=== Records for this task ===
——————

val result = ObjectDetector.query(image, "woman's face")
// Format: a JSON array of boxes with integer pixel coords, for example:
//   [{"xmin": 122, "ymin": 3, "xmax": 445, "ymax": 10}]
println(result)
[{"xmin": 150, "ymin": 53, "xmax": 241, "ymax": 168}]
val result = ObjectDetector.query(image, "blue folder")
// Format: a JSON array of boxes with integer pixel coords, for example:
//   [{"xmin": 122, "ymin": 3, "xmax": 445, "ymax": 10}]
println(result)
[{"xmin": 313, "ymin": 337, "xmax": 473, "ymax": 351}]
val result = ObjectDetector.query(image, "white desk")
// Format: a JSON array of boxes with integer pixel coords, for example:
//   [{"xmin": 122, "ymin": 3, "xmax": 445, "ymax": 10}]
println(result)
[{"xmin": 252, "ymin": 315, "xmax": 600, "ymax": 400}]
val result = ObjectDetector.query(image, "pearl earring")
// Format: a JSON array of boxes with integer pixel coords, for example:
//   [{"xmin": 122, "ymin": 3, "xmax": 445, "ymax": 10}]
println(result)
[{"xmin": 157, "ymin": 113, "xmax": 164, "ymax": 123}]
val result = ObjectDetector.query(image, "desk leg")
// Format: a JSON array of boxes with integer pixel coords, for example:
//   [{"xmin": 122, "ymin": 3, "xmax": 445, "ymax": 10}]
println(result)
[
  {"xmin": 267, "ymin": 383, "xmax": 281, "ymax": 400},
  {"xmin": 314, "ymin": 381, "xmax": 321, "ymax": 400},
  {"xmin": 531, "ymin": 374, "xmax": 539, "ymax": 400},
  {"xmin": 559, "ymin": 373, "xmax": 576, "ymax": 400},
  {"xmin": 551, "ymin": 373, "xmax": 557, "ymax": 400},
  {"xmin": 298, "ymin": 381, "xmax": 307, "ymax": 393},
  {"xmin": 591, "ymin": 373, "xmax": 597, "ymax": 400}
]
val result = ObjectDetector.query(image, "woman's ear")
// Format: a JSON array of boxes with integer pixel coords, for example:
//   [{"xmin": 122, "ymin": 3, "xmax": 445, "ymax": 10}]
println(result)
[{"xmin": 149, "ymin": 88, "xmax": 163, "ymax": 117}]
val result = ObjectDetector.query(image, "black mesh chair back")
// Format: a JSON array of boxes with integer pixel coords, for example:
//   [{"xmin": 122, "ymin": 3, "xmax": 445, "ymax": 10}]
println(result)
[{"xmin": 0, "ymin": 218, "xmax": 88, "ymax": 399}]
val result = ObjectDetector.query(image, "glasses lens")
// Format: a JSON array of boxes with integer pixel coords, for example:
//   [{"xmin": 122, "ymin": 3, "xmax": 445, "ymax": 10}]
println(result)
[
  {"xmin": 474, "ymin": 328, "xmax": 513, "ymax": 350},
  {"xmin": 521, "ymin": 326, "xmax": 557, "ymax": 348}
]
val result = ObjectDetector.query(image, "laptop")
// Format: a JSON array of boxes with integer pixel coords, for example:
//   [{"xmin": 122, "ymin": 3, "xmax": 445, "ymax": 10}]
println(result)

——————

=== Brief ===
Repeat each line above exactly as it stands.

=== Worked solution ===
val result = ObjectDetector.query(image, "woman's face")
// Format: a JSON array of boxes with integer pixel coords, for example:
//   [{"xmin": 122, "ymin": 3, "xmax": 445, "ymax": 10}]
println(result)
[{"xmin": 150, "ymin": 53, "xmax": 241, "ymax": 168}]
val result = ObjectDetector.query(image, "blue folder")
// Format: a JSON array of boxes with integer pixel coords, for example:
//   [{"xmin": 122, "ymin": 3, "xmax": 445, "ymax": 10}]
println(result)
[{"xmin": 313, "ymin": 337, "xmax": 473, "ymax": 351}]
val result = ObjectDetector.query(image, "white desk")
// Format: a JSON array of boxes with integer pixel coords, for example:
//   [{"xmin": 122, "ymin": 3, "xmax": 445, "ymax": 10}]
println(result)
[{"xmin": 252, "ymin": 315, "xmax": 600, "ymax": 400}]
val result = ObjectDetector.query(image, "pearl earring")
// Format: a JSON array of boxes with integer pixel coords, for example:
//   [{"xmin": 122, "ymin": 3, "xmax": 445, "ymax": 10}]
println(result)
[{"xmin": 157, "ymin": 113, "xmax": 164, "ymax": 123}]
val result = ObjectDetector.query(image, "desk leg")
// Format: a JSON array of boxes with integer pixel coords, for example:
//   [{"xmin": 122, "ymin": 3, "xmax": 445, "ymax": 10}]
println(result)
[
  {"xmin": 267, "ymin": 383, "xmax": 281, "ymax": 400},
  {"xmin": 314, "ymin": 381, "xmax": 321, "ymax": 400},
  {"xmin": 531, "ymin": 374, "xmax": 539, "ymax": 400},
  {"xmin": 559, "ymin": 373, "xmax": 576, "ymax": 400},
  {"xmin": 551, "ymin": 373, "xmax": 557, "ymax": 400},
  {"xmin": 298, "ymin": 381, "xmax": 307, "ymax": 393},
  {"xmin": 591, "ymin": 373, "xmax": 597, "ymax": 400}
]
val result = ObjectDetector.query(image, "woman's ear")
// Format: a JSON array of boxes with integer pixel coords, for example:
//   [{"xmin": 122, "ymin": 3, "xmax": 445, "ymax": 10}]
println(result)
[{"xmin": 149, "ymin": 88, "xmax": 163, "ymax": 117}]
val result = ObjectDetector.query(image, "black mesh chair back")
// Format: a JSON array of boxes with integer pixel coords, for example:
//   [{"xmin": 122, "ymin": 3, "xmax": 445, "ymax": 10}]
println(result)
[{"xmin": 0, "ymin": 218, "xmax": 88, "ymax": 399}]
val result = ObjectDetector.query(image, "glasses lens")
// Format: a JSON array of boxes with integer pixel coords, for example:
//   [{"xmin": 122, "ymin": 3, "xmax": 445, "ymax": 10}]
println(result)
[
  {"xmin": 474, "ymin": 328, "xmax": 513, "ymax": 350},
  {"xmin": 521, "ymin": 326, "xmax": 557, "ymax": 348}
]
val result = ObjectDetector.query(image, "laptop")
// Format: a JSON array of boxes with integer pixel coords, for example:
//   [{"xmin": 122, "ymin": 3, "xmax": 445, "ymax": 10}]
println(result)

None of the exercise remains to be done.